▶ [What is asked]:
1. According to the Overwatch matchmaking thread, besides Overwatch, what kind of system also pushes people toward a predicted 50% win rate?
2. Condense the paragraph of the Overwatch matchmaking thread that starts "A random matchmaker would be much less able" into a short bulleted list that keeps its main points.
3. Write the next reply in the Overwatch matchmaking thread, picking up after its final post.
-- Start Source passage --
Algorithmic Handicapping (MMR) is Wrong for Overwatch

2 out of 10 on the punnery scale. have you tried googling better ones?

3 Likes

Imagine there’s an X-Men character whose birthname is Juan, and whose mutant power is the ability to duplicate himself. His name for the X-Men squad? “More than Juan.”

I just want to mention, there is a new video posted to my YouTube channel. It relates to Overwatch, anyone please view and let me know if you want to discuss!

2 Likes

This is not the definition of fair. Fair is random everyone has the same random chance to get the trash genji 1 trick and everyone has the same chance to get the superstar hard flex hits can.
Handicapping (which is forced 50 50) is not fair

3 Likes

A random matchmaker would be much less able to accurately determine player skill, would have lower match quality, and would result in far, far more complaints. There is a reason (actually multiple reasons) that well designed competitive ranking systems try to create matches that have a roughly 50% chance for either team to win.

Overwatch is not the only system that does this. Computer adaptive testing also does this. Multiple experts designing these systems have all recognized the benefits of pushing people toward a predicted 50% win rate. I have written about this extensively before and can do so again if it would be helpful.

2 Likes

The only benefit is they get more money.
Do pro sports teams say… you know let’s give our best players to another team

2 Likes

No. But if you were an outside observer and wanted to determine if any given player was better than some other player, would you rather put both players on comparable teams and see how those individual players play, or would you put one player on a team of other professionals and the other on a team of elementary school players?

Random matchmaking says the latter is a good way to determine which player is better. Matchmakers that push toward a predicted 50% win rate say the former is the better way to determine which player is better.

The matchmaker does not care who wins. It only wants to determine who should rank up, which is to say which player should be ranked higher than the others on the ladder. Your analogy is focused on benefiting some players over others (my team should get the best players) rather than most accurately determining which players are more skilled than others.
-- End Source passage --
-- Start Data block --
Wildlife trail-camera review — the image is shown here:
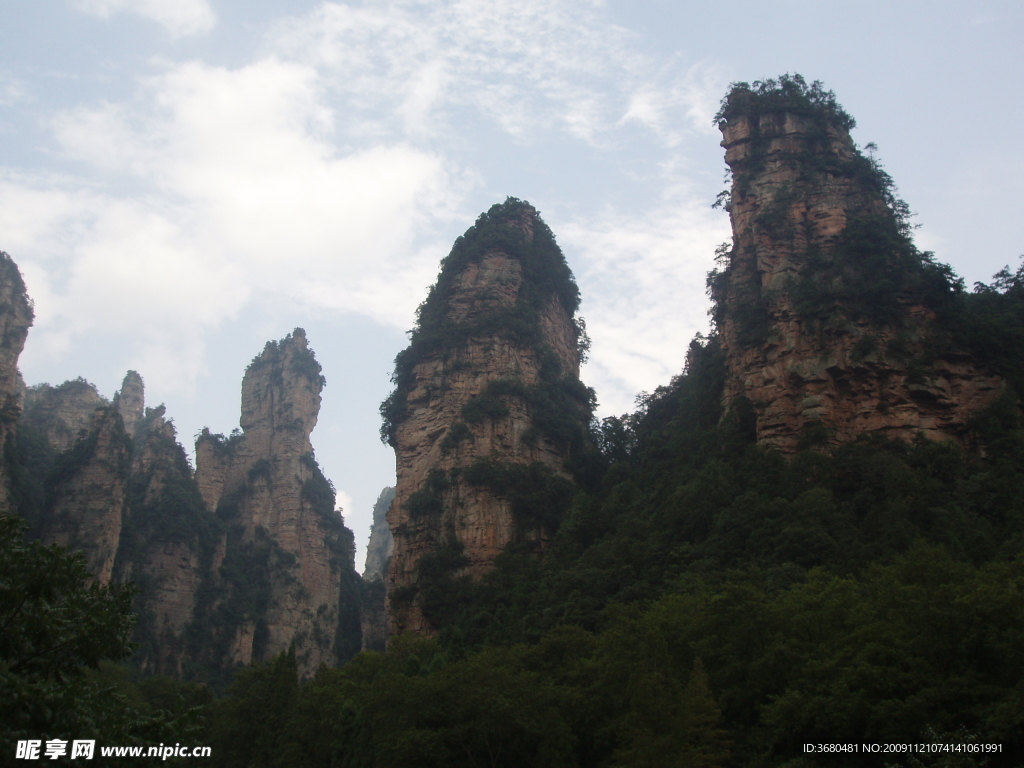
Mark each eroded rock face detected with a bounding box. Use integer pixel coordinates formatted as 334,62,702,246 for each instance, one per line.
-- End Data block --
▶ [Task-by-task outputs]:
1. Computer adaptive testing.

2.
- A random matchmaker would judge player skill far less accurately.
- It would produce lower match quality.
- It would lead to far more complaints.
- Well-designed competitive ranking systems aim for matches where each team has roughly a 50% chance to win, for several reasons.

3.
2 Likes

But the matchmaker does care who wins. MMR is designed to ensure that everyone has a 40%-60% chance of winning every match. And in every match it puts the most skilled players on opposite teams. In so doing, the Matchmaker sacrifices the advantage of those players’ skill. Being measurably better than others in your SR bracket automatically flags you for handicapping. By the same token, the Matchmaker benefits players who are relatively unskilled.

Again, the Matchmaker does care who wins. It cares that skilled players don’t do too much winning, and unskilled players don’t do too much losing. And it forces those things not to happen by handicapping players via match placement and team assignment.

That’s not what I said! Statements from Overwatch’s Principal Designer and Lead Developer, as well as patent filings from Overwatch’s publisher, PROVE that Overwatch uses algorithmic handicapping in ranked Competitive Play. Further, those statements and patent filings are EVIDENCE of the problem I’m suggesting. Whether that evidence constitutes proof of my argument’s truth is for the reading public to decide.

You’re calling me a liar, which is an insult I take seriously. But you aren’t backing it up with anything?

Cite one example. Tell me a single inconsistency I’ve uttered which is factually untrue. You can’t. I demand your apology.

2 Likes

This is a fundamental misunderstanding of how the system operates and even what the goal of the system is. If I prefer to watch college players play against college players in order to better understand which players at that broad skill level are better than the others do I care which players among those college players win?

No, I just recognize that matching college players against elementary school players will not allow me to meaningfully determine which college players are better.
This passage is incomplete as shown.